Hypothesis: Many surgical intensive care units (SICUs) face bed shortages for acutely ill patients that may result from a large proportion of bed occupation by chronically ill patients. We hypothesized that the introduction of a new intermediate care or step-down unit (SDU) managed by surgically trained intensivists would allow the admission of more acutely ill patients while maintaining satisfactory outcomes.
Design: Prospective retrospective comparison of SICU patient populations before and after the introduction of an SDU.
Setting: The SICU of New York-Presbyterian Hospital, New York Weill Cornell Center, a university hospital containing a level I trauma center.
Patients and interventions: All patients in the SICU admitted from August 1, 1996, through June 30, 1997, were SICU patients prior to the introduction of the SDU. Patients admitted from August 1, 1997, through June 30, 1998, were SICU post-SDU patients, and SDU patients included those admitted to the SDU from August 1, 1997, through July 1, 1998.

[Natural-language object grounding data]

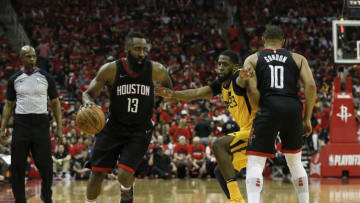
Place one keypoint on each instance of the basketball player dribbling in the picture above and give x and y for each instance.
(277, 74)
(128, 129)
(241, 98)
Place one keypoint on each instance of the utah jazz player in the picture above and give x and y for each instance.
(240, 98)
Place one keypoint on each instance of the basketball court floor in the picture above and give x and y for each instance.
(192, 191)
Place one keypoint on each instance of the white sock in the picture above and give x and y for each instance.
(125, 188)
(302, 189)
(253, 188)
(254, 179)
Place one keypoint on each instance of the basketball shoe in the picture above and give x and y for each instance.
(127, 196)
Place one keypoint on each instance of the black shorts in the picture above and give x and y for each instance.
(281, 115)
(113, 146)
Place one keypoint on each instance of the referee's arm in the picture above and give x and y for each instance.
(9, 105)
(56, 107)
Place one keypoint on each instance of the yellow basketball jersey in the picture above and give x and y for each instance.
(238, 103)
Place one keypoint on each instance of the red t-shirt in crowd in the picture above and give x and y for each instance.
(182, 149)
(198, 151)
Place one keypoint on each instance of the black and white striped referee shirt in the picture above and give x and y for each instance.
(31, 91)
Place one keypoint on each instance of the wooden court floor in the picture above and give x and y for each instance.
(193, 191)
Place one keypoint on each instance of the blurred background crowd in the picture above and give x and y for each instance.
(73, 38)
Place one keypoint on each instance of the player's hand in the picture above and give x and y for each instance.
(307, 128)
(246, 73)
(58, 133)
(2, 133)
(164, 92)
(87, 105)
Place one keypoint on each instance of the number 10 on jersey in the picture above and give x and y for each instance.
(133, 104)
(277, 76)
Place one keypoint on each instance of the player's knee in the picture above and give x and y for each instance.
(293, 159)
(97, 177)
(295, 165)
(125, 177)
(255, 166)
(220, 144)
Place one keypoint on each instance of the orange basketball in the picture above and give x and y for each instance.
(90, 120)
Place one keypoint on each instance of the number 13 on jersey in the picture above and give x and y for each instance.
(277, 76)
(133, 104)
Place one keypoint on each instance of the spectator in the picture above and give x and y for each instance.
(161, 163)
(181, 157)
(61, 159)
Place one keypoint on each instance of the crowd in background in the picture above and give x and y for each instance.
(73, 39)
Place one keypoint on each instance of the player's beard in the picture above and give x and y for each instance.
(136, 67)
(225, 77)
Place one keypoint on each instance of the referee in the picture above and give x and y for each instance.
(29, 89)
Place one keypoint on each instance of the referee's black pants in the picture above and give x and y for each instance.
(31, 134)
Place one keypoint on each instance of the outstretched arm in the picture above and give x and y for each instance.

◆ **TASK A**
Put this sentence from the step-down unit abstract into Spanish: "We hypothesized that the introduction of a new intermediate care or step-down unit (SDU) managed by surgically trained intensivists would allow the admission of more acutely ill patients while maintaining satisfactory outcomes."
◆ **TASK B**
Carry on the step-down unit abstract from its last sentence.

◆ **TASK RESULT A**
Planteamos la hipótesis de que la introducción de una nueva unidad de cuidados intermedios o de transición (SDU) dirigida por intensivistas con formación quirúrgica permitiría el ingreso de más pacientes con enfermedades agudas, manteniendo al mismo tiempo resultados satisfactorios.

◆ **TASK RESULT B**
Main outcome measures: For each of the 2 eras, patients were compared for age, sources of admission, Acute Physiology and Chronic Health Evaluation (APACHE) II and III scores, unit length of stay, and mortality. Other data collected included origin of admission, nature of admission, and diagnosis.
Results: Six hundred sixty-six patients were admitted during the pre-SDU era, while a total of 1117 patients (619 SICU and 498 SDU patients) were admitted in the post-SDU era. After the introduction of the SDU, the mean (standard deviation) APACHE II scores of the SICU and SDU patients increased (14.2 vs 13.4, P =.04) without affecting mortality (6.0% in the post-SDU era vs 8.2% in the pre-SDU era, P =.07). The post-SDU era had a higher proportion of emergency admissions (42.3% vs 48.6%, P<.05) and interhospital transfers (7% vs 1%).
Conclusions: Opening an SDU resulted in a significant increase in the overall severity of the SICU population. Creation of an SDU managed by surgically trained intensivists may optimize the use of a hospital's resources, permit the expansion of emergency or tertiary care services, and improve outcomes for critically ill surgical patients.